Dal Nobel al computer quantistico, il fascino di un futuro microscopico


Beam me up, Scotty!” è la frase, in realtà mai pronunciata, che in Star Trek il capitano Kirk rivolge al suo capo ingegnere Montgomery “Scotty” Scott per farsi teletrasportare sull’Enterprise. Nel 1966, quando la serie culto venne mandata in onda per la prima volta, il teletrasporto, ovvero il trasporto istantaneo della materia – organica e non – è solo un dispositivo fantascientifico, una mirabilia futuristica.

Nel 2022 i fisici Alain Aspect, John Clauser e Anton Zeilinger ritirano il loro Nobel per la fisica grazie al loro lavoro rivoluzionario sull’entanglement quantistico, come lo ha definito la stampa un “abbraccio a distanza tra particelle”. Immaginate due particelle distanti anche milioni di chilometri che agiscono come una singola unità, immaginate la possibilità di trasferire in maniera istantanea uno stato quantistico da una particella ad un’altra situata in un punto lontano. La scoperta dei tre scienziati potrebbe portare a nuovi e assolutamente non convenzionali sviluppi nel campo dell’informatica e delle comunicazioni. L’idea che atterriva, per le sue conseguenze, Albert Einstein, si è fatta concreta. Il teletrasporto (quantistico) esiste, capitano Kirk!

Ma che cos’è la meccanica quantistica? Mentre la fisica classica ha a che fare con il mondo macroscopico ed è determinista, la fisica dei quanti studia il mondo microscopico, descrive il comportamento della materia, della radiazione e loro reciproche interazioni. La meccanica quantistica ha una storia affascinante e molti padri cui si deve il nostro presente super veloce e tecnologico e le infinite possibilità davanti a noi.

Consegne:
1) Nell'articolo sulla meccanica quantistica, quali fisici ricevono il Nobel per la fisica nel 2022?
2) Scrivi il seguito dell'articolo sulla meccanica quantistica, riprendendo dopo la sua ultima frase.
Queste righe non hanno alcun legame con l'articolo sulla meccanica quantistica.

[Alcune righe]
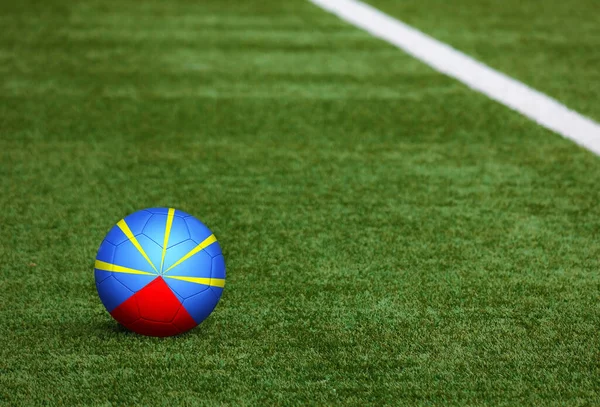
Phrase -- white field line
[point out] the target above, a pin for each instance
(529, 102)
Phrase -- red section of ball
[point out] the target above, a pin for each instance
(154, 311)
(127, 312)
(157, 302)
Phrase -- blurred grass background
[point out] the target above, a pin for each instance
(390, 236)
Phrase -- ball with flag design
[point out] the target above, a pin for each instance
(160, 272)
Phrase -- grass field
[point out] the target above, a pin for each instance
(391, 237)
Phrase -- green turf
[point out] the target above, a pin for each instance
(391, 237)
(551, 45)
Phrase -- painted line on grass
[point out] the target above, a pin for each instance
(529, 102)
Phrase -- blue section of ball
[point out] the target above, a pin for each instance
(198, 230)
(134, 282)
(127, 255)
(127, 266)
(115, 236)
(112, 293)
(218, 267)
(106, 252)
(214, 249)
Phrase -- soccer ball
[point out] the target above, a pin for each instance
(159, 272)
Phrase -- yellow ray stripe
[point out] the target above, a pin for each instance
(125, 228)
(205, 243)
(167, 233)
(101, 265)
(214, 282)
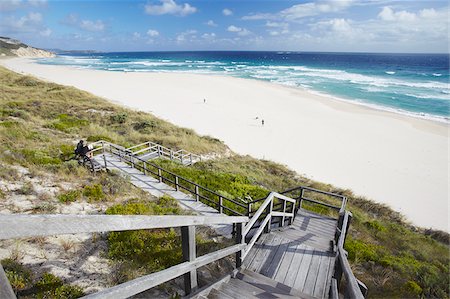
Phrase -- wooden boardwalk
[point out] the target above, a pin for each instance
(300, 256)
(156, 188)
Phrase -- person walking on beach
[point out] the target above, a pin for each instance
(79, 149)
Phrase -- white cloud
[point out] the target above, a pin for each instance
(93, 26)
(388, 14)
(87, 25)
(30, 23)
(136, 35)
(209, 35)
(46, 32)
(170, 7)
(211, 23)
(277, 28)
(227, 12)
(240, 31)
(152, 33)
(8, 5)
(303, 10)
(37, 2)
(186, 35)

...

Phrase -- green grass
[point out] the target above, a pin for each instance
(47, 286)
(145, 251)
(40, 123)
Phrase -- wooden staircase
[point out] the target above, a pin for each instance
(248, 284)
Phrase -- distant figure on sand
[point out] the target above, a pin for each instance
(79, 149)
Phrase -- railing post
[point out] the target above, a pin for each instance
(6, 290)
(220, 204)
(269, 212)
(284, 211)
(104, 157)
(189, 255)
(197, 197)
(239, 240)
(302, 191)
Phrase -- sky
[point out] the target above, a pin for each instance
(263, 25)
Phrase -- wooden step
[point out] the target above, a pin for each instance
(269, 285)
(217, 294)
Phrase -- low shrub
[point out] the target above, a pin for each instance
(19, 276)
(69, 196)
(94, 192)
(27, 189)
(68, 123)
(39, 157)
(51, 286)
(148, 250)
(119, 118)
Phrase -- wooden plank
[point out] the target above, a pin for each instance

---

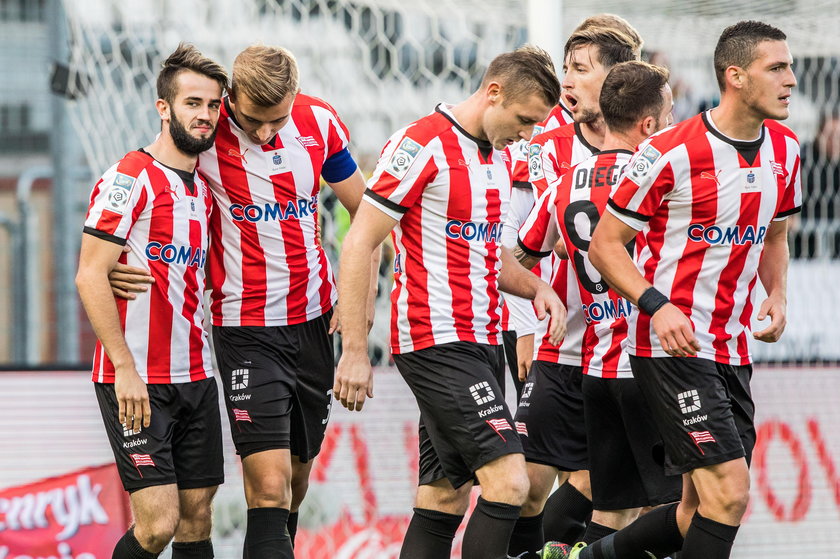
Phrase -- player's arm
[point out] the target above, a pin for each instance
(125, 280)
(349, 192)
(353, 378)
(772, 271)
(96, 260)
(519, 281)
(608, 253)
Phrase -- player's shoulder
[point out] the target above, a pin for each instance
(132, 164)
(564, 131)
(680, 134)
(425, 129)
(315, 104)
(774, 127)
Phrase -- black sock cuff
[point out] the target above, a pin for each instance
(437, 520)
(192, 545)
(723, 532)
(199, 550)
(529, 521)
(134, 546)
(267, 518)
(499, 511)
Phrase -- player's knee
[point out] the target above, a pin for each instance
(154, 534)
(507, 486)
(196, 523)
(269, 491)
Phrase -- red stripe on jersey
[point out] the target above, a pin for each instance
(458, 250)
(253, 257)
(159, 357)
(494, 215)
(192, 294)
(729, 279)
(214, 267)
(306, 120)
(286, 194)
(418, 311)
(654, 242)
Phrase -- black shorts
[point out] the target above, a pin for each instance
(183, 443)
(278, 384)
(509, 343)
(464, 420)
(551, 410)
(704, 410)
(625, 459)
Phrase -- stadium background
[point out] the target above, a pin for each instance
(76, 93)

Risposte:
1) Alain Aspect, John Clauser e Anton Zeilinger.

2)
Tra questi bisogna citarne soprattutto due: il fisico tedesco Werner Karl Heisenberg, cui si deve il principio di indeterminazione e la formulazione della meccanica matriciale e il fisico austriaco Erwin Schrödinger, che teorizzò la meccanica ondulatoria e il principio di complementarità. Furono acerrimi nemici e concorrenti, finché il collega danese Niels Bohr non fece da paciere nelle loro diatribe, invitandoli a Copenaghen per discutere e confrontarsi sulle loro versioni della fisica quantistica.

Il risultato, conosciuto come l’interpretazione di Copenaghen, è che le teorie di Heisenberg e Schrödinger erano e restano entrambe esatte, i principi di complementarità e indeterminazione elaborate dai due fisici, infatti, non solo sono le due prime fondamentali teorizzazioni della meccanica quantistica, ma restano il quadro di riferimento entro cui interpretare ancora oggi tutti i fenomeni quantistici.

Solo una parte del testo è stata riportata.